→ Exercises
1) Quote the herping thread word for word, beginning at the words "# Herping Oenpelli" and stopping after the words "me very excited!".
2) Put the lines of the records into a JSON list of strings, one string per line and blank lines omitted, beginning at the line that has "Each instance receives one keypoint. Mark the dark water" and stopping after the last line of the records. Leave the pictures out.

# Herping Oenpelli



## waruikazi (Dec 4, 2010)

Went out for a bit of a looky last night, all up about 45 mins driving and taking pictures. One of them got me very excited!

Young banded tree snake.












Hatchling water python











Lovely big BHP











Burtons (these always turn up in the exact same spot, makes for easy herping )











We also found a small freshie, pics are on my mates camera but.

And we found this... 










Here's some zoomage of the above picture.


----------



## Scleropages (Dec 4, 2010)

eeww snakes!.. last one looks ok.


----------



## Laghairt (Dec 4, 2010)

very cool thanks for posting


----------



## Scleropages (Dec 4, 2010)

oh... and a "Lizard".
Cool pics!


----------



## Bez84 (Dec 4, 2010)

Lol last one looks comfy, all snug in there thinking it seemed like a good idea at the time.


----------



## Kenno (Dec 4, 2010)

Great fnd mate! 

How big was it? any better shots? Tell us all more.

Cheers


----------



## ozziepythons (Dec 4, 2010)

Great herping pics Gordo, wonderful to see some wild reptiles. Hopefully you'll come across an Oenpelli python one evening


----------



## Brodie (Dec 4, 2010)

ozziepythons said:


> Great herping pics Gordo, wonderful to see some wild reptiles. Hopefully you'll come across an Oenpelli python one evening


 
Looks like he already has...

Nice one mate!!

Edit: Oh wait, you were being sarcastic, huh ozziepythons? My bad haha!


----------



## waruikazi (Dec 4, 2010)

→ Task material
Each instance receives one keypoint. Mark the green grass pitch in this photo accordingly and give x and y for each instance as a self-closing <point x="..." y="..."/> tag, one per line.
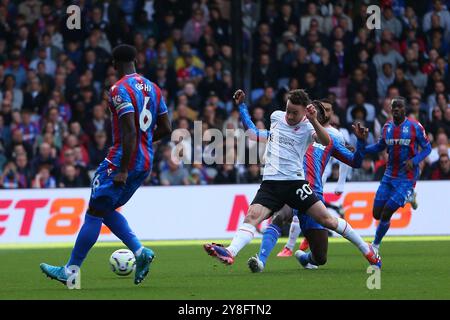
<point x="413" y="268"/>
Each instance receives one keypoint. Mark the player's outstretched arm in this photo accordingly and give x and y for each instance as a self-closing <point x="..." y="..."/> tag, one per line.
<point x="373" y="148"/>
<point x="321" y="135"/>
<point x="254" y="132"/>
<point x="424" y="144"/>
<point x="163" y="127"/>
<point x="128" y="138"/>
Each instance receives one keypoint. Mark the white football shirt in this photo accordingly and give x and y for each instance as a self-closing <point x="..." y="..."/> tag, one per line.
<point x="286" y="148"/>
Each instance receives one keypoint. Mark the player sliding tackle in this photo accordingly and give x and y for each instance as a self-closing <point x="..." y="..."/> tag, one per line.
<point x="137" y="107"/>
<point x="316" y="159"/>
<point x="291" y="132"/>
<point x="402" y="137"/>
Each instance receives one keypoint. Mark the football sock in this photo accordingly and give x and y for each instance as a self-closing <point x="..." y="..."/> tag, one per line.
<point x="118" y="225"/>
<point x="86" y="238"/>
<point x="294" y="232"/>
<point x="242" y="237"/>
<point x="270" y="238"/>
<point x="346" y="230"/>
<point x="307" y="258"/>
<point x="382" y="229"/>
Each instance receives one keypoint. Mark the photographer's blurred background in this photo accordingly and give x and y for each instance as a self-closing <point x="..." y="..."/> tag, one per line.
<point x="54" y="119"/>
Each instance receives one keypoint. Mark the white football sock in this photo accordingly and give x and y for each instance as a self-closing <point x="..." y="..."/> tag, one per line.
<point x="242" y="237"/>
<point x="294" y="232"/>
<point x="346" y="230"/>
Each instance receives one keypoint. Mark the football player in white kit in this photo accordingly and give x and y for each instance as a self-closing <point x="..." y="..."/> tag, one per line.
<point x="291" y="132"/>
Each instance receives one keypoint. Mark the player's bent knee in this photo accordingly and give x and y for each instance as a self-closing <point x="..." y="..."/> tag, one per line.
<point x="256" y="214"/>
<point x="96" y="213"/>
<point x="320" y="259"/>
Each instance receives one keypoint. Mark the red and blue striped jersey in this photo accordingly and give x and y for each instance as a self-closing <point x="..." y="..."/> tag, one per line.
<point x="134" y="93"/>
<point x="317" y="157"/>
<point x="402" y="143"/>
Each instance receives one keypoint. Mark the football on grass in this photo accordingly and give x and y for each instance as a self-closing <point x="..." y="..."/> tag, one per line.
<point x="122" y="262"/>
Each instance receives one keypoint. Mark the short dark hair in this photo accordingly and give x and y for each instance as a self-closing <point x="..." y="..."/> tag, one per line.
<point x="124" y="53"/>
<point x="398" y="100"/>
<point x="299" y="97"/>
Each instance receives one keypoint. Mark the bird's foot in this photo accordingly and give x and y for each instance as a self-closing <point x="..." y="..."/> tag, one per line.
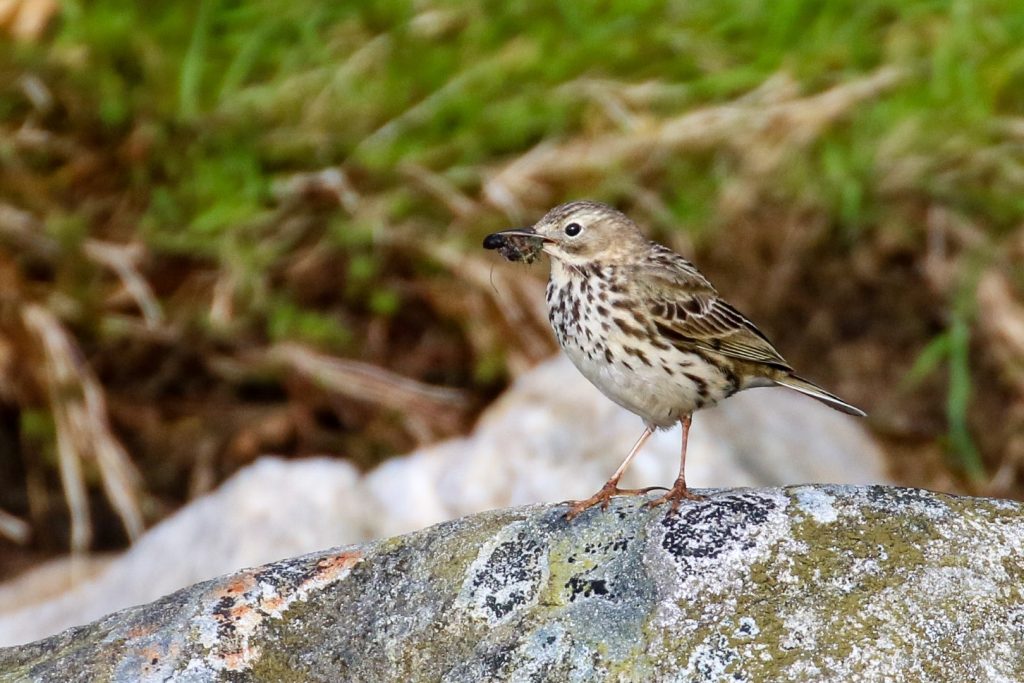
<point x="603" y="498"/>
<point x="677" y="495"/>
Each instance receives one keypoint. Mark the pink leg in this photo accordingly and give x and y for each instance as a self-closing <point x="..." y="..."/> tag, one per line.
<point x="679" y="489"/>
<point x="610" y="487"/>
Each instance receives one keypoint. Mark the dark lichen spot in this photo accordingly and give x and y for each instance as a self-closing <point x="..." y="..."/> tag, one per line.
<point x="708" y="529"/>
<point x="513" y="564"/>
<point x="586" y="588"/>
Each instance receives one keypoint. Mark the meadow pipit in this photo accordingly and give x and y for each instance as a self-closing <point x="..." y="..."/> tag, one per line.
<point x="645" y="328"/>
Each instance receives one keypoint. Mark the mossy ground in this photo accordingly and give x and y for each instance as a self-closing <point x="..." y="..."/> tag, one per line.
<point x="294" y="173"/>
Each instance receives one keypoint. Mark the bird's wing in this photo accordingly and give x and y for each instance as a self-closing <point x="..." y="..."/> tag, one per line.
<point x="688" y="312"/>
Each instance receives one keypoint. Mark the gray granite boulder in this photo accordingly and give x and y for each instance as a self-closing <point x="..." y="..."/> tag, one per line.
<point x="811" y="583"/>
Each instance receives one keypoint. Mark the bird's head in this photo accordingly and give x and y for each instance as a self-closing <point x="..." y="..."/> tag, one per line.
<point x="584" y="232"/>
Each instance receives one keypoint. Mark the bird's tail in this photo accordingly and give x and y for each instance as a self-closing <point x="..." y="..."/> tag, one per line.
<point x="814" y="391"/>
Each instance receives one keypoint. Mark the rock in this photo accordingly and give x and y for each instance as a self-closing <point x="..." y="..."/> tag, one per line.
<point x="551" y="437"/>
<point x="819" y="583"/>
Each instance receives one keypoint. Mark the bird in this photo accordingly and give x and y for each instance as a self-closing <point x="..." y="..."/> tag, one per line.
<point x="646" y="328"/>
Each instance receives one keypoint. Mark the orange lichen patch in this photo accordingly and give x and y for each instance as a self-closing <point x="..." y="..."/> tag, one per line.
<point x="236" y="610"/>
<point x="272" y="603"/>
<point x="241" y="659"/>
<point x="239" y="585"/>
<point x="331" y="569"/>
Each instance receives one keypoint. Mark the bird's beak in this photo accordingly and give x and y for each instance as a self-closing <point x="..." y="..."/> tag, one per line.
<point x="497" y="240"/>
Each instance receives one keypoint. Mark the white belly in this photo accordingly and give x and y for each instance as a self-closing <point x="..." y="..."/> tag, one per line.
<point x="660" y="385"/>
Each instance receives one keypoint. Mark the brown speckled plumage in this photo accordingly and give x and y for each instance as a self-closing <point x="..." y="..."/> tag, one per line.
<point x="646" y="328"/>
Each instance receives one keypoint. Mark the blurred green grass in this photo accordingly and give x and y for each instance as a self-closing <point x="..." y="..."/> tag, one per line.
<point x="208" y="109"/>
<point x="242" y="92"/>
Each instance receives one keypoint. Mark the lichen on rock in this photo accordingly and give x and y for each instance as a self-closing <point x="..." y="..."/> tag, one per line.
<point x="805" y="583"/>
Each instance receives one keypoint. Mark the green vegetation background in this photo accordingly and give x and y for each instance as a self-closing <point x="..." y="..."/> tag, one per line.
<point x="322" y="173"/>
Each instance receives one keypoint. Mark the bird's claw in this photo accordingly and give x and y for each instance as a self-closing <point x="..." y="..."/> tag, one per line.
<point x="603" y="498"/>
<point x="676" y="496"/>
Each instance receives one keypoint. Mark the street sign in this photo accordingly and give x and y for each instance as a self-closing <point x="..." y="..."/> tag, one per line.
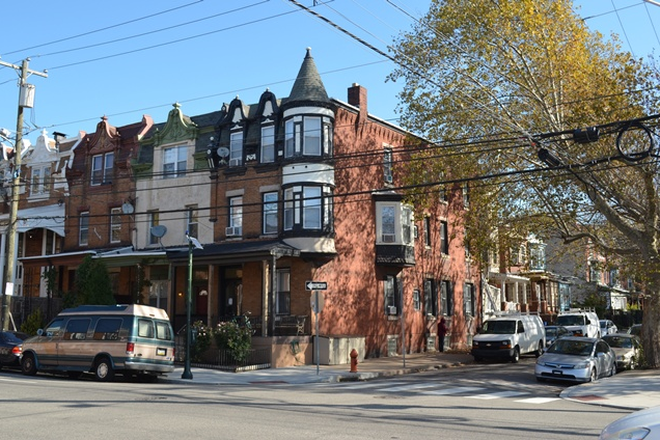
<point x="317" y="301"/>
<point x="316" y="285"/>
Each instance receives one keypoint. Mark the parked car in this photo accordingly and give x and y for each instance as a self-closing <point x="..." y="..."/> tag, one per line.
<point x="11" y="347"/>
<point x="509" y="336"/>
<point x="554" y="332"/>
<point x="576" y="359"/>
<point x="627" y="349"/>
<point x="643" y="424"/>
<point x="580" y="322"/>
<point x="607" y="327"/>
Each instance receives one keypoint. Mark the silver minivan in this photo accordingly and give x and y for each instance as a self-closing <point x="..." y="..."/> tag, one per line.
<point x="134" y="340"/>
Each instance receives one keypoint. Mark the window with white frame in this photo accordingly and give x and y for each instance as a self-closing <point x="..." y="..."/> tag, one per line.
<point x="417" y="302"/>
<point x="175" y="161"/>
<point x="236" y="148"/>
<point x="444" y="237"/>
<point x="236" y="212"/>
<point x="102" y="165"/>
<point x="283" y="301"/>
<point x="154" y="220"/>
<point x="192" y="223"/>
<point x="268" y="144"/>
<point x="307" y="136"/>
<point x="430" y="297"/>
<point x="115" y="225"/>
<point x="446" y="297"/>
<point x="270" y="213"/>
<point x="468" y="299"/>
<point x="392" y="289"/>
<point x="387" y="165"/>
<point x="308" y="208"/>
<point x="83" y="229"/>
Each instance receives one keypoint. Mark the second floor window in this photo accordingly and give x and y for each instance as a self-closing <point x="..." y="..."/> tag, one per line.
<point x="268" y="144"/>
<point x="115" y="225"/>
<point x="192" y="223"/>
<point x="307" y="136"/>
<point x="444" y="238"/>
<point x="236" y="149"/>
<point x="175" y="161"/>
<point x="154" y="220"/>
<point x="83" y="231"/>
<point x="308" y="208"/>
<point x="102" y="165"/>
<point x="270" y="213"/>
<point x="387" y="166"/>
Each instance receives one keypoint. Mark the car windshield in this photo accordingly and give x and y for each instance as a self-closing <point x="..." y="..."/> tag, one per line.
<point x="570" y="320"/>
<point x="499" y="327"/>
<point x="618" y="342"/>
<point x="571" y="347"/>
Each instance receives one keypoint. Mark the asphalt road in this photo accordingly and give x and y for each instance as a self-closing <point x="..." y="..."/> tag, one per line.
<point x="483" y="401"/>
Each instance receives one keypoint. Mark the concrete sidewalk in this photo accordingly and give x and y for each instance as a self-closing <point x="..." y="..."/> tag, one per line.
<point x="634" y="390"/>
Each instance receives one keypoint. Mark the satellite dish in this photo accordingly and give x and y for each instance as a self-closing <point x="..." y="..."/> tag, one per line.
<point x="127" y="208"/>
<point x="158" y="231"/>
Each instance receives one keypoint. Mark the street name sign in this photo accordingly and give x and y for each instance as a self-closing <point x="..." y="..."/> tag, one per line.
<point x="316" y="285"/>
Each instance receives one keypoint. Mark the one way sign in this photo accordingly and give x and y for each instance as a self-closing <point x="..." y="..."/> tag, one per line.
<point x="316" y="285"/>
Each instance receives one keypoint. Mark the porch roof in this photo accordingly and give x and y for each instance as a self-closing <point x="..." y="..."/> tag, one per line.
<point x="235" y="251"/>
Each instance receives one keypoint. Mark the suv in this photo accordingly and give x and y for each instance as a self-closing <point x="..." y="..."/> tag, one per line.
<point x="580" y="322"/>
<point x="509" y="336"/>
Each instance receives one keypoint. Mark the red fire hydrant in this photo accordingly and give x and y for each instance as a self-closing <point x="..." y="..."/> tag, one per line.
<point x="354" y="361"/>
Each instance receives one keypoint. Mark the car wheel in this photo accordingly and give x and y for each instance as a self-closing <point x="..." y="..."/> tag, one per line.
<point x="29" y="365"/>
<point x="539" y="352"/>
<point x="103" y="370"/>
<point x="516" y="355"/>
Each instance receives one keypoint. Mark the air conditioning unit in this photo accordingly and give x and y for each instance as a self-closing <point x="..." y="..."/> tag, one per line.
<point x="388" y="238"/>
<point x="234" y="231"/>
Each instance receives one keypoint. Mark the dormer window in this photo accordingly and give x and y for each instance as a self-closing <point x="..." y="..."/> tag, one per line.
<point x="102" y="165"/>
<point x="236" y="149"/>
<point x="307" y="136"/>
<point x="268" y="144"/>
<point x="174" y="161"/>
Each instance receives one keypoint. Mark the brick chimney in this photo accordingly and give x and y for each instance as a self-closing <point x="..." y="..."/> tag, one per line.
<point x="357" y="96"/>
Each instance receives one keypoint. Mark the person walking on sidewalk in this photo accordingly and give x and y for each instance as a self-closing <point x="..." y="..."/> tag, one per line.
<point x="442" y="331"/>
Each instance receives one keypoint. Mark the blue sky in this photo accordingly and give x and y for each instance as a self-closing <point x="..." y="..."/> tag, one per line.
<point x="124" y="58"/>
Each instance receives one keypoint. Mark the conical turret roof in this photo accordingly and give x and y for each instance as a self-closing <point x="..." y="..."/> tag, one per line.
<point x="308" y="85"/>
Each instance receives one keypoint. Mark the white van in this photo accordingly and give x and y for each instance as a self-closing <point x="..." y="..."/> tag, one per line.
<point x="135" y="340"/>
<point x="581" y="322"/>
<point x="509" y="336"/>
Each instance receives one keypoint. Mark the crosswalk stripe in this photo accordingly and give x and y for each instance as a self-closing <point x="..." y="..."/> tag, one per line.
<point x="538" y="400"/>
<point x="409" y="387"/>
<point x="498" y="395"/>
<point x="454" y="390"/>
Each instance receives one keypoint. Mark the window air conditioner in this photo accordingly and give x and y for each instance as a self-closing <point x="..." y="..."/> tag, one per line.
<point x="233" y="231"/>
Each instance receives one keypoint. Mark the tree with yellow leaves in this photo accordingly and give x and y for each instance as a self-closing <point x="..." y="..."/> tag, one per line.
<point x="507" y="90"/>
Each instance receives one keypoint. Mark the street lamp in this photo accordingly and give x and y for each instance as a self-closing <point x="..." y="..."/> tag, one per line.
<point x="192" y="241"/>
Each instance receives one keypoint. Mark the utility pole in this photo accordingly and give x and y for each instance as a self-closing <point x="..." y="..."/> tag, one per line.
<point x="24" y="100"/>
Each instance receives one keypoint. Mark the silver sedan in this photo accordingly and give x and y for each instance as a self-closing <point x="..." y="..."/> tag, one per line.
<point x="576" y="359"/>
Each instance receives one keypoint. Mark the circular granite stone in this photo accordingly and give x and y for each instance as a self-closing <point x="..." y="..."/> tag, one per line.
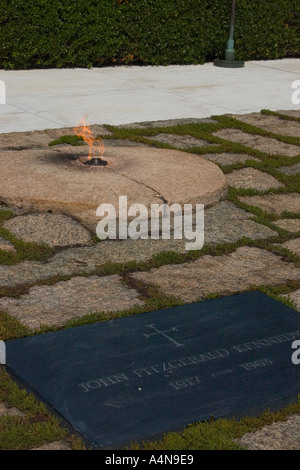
<point x="58" y="181"/>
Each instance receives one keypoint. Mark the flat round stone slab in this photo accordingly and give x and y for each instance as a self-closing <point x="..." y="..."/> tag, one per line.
<point x="58" y="181"/>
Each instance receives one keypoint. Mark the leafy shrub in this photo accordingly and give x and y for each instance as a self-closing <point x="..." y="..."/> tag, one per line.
<point x="85" y="33"/>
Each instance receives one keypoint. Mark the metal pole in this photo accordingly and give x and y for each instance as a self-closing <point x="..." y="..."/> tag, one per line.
<point x="229" y="52"/>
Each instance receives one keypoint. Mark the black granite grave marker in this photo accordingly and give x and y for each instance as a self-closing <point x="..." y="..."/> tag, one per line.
<point x="136" y="377"/>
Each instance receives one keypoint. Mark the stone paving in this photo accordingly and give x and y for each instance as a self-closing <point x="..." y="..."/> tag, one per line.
<point x="70" y="283"/>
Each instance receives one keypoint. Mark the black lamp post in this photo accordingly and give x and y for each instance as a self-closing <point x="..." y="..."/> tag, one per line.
<point x="229" y="52"/>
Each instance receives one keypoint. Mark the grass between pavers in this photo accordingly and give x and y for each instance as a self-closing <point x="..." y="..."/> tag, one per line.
<point x="220" y="434"/>
<point x="214" y="434"/>
<point x="38" y="426"/>
<point x="35" y="426"/>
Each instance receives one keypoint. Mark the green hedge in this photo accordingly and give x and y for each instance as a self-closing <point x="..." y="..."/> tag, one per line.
<point x="85" y="33"/>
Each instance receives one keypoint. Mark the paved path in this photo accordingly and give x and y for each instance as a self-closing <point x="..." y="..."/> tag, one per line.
<point x="47" y="293"/>
<point x="41" y="99"/>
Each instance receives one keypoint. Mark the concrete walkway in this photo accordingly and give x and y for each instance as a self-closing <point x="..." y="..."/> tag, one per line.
<point x="48" y="99"/>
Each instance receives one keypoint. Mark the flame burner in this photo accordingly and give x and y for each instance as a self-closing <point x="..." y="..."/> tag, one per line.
<point x="95" y="161"/>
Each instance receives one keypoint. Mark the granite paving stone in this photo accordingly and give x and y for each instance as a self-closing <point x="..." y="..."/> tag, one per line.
<point x="293" y="246"/>
<point x="275" y="203"/>
<point x="223" y="222"/>
<point x="226" y="274"/>
<point x="66" y="300"/>
<point x="57" y="445"/>
<point x="10" y="411"/>
<point x="271" y="123"/>
<point x="295" y="297"/>
<point x="167" y="123"/>
<point x="276" y="436"/>
<point x="251" y="178"/>
<point x="263" y="144"/>
<point x="5" y="245"/>
<point x="291" y="225"/>
<point x="229" y="158"/>
<point x="51" y="229"/>
<point x="290" y="170"/>
<point x="41" y="138"/>
<point x="227" y="223"/>
<point x="181" y="141"/>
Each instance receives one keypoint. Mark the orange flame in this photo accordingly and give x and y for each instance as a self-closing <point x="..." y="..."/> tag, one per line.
<point x="96" y="146"/>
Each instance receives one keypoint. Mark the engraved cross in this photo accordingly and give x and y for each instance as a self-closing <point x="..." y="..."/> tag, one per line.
<point x="163" y="333"/>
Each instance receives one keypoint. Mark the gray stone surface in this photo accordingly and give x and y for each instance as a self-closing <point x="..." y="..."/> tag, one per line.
<point x="41" y="139"/>
<point x="84" y="260"/>
<point x="275" y="203"/>
<point x="227" y="223"/>
<point x="223" y="223"/>
<point x="276" y="436"/>
<point x="293" y="246"/>
<point x="251" y="178"/>
<point x="229" y="158"/>
<point x="295" y="297"/>
<point x="51" y="229"/>
<point x="9" y="411"/>
<point x="291" y="225"/>
<point x="167" y="123"/>
<point x="5" y="245"/>
<point x="224" y="275"/>
<point x="57" y="445"/>
<point x="66" y="300"/>
<point x="181" y="141"/>
<point x="271" y="123"/>
<point x="264" y="144"/>
<point x="290" y="170"/>
<point x="61" y="183"/>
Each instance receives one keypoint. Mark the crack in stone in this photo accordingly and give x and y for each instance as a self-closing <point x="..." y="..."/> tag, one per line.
<point x="157" y="194"/>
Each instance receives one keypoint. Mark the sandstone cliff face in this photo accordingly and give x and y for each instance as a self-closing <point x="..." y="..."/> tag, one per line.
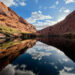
<point x="63" y="27"/>
<point x="11" y="23"/>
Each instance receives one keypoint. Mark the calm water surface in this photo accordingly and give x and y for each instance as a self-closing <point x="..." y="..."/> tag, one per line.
<point x="42" y="56"/>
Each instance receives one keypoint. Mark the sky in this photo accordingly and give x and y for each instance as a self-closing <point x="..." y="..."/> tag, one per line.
<point x="41" y="13"/>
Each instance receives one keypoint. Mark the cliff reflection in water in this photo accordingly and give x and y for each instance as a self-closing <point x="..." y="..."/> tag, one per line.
<point x="12" y="49"/>
<point x="40" y="56"/>
<point x="64" y="44"/>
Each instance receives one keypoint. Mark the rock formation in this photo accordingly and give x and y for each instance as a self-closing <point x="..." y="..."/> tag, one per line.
<point x="11" y="23"/>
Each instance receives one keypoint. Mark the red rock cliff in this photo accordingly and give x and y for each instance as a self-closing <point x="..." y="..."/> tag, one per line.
<point x="65" y="26"/>
<point x="11" y="22"/>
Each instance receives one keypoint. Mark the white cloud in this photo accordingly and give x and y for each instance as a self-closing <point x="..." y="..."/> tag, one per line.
<point x="53" y="6"/>
<point x="63" y="71"/>
<point x="57" y="2"/>
<point x="36" y="16"/>
<point x="66" y="11"/>
<point x="63" y="9"/>
<point x="40" y="20"/>
<point x="13" y="2"/>
<point x="11" y="70"/>
<point x="36" y="1"/>
<point x="22" y="3"/>
<point x="9" y="2"/>
<point x="69" y="1"/>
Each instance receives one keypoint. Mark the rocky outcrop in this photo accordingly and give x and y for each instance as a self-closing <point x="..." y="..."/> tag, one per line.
<point x="11" y="23"/>
<point x="64" y="27"/>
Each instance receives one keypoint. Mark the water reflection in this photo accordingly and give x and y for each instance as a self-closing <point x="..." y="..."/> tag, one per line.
<point x="12" y="49"/>
<point x="46" y="57"/>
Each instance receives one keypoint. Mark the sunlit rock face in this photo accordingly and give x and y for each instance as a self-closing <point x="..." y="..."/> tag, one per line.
<point x="64" y="27"/>
<point x="11" y="50"/>
<point x="12" y="23"/>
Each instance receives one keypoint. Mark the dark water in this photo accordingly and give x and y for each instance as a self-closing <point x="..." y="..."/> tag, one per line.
<point x="41" y="56"/>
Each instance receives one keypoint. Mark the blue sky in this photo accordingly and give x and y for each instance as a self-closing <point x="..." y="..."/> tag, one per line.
<point x="41" y="13"/>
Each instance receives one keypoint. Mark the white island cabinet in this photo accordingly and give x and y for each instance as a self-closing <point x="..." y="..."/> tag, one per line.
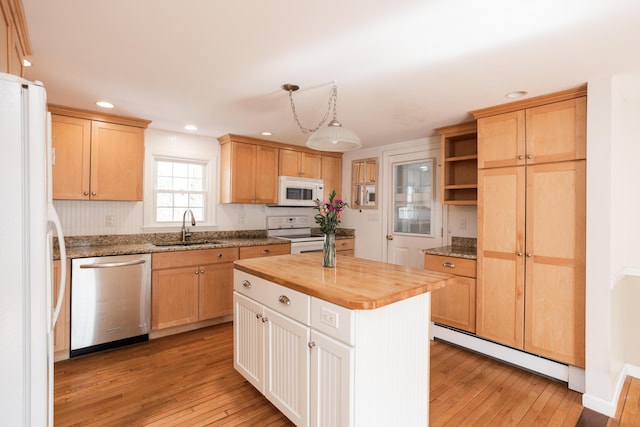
<point x="326" y="364"/>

→ Answers to the tasks
1)
# Herping Oenpelli



## waruikazi (Dec 4, 2010)

Went out for a bit of a looky last night, all up about 45 mins driving and taking pictures. One of them got me very excited!

2)
[
  "Each instance receives one keypoint. Mark the dark water in this photo accordingly and give x and y for each instance as a self-closing <point x=\"...\" y=\"...\"/> tag, one per line.",
  "<point x=\"41\" y=\"56\"/>",
  "Each instance receives one keypoint. Mark the blue sky in this photo accordingly and give x and y for each instance as a self-closing <point x=\"...\" y=\"...\"/> tag, one per line.",
  "<point x=\"41\" y=\"13\"/>",
  "Each instance receives one keypoint. Mark the white island cabinet in this photo accordingly and give x and y for each instance as a self-closing <point x=\"...\" y=\"...\"/> tag, one per line.",
  "<point x=\"326\" y=\"364\"/>"
]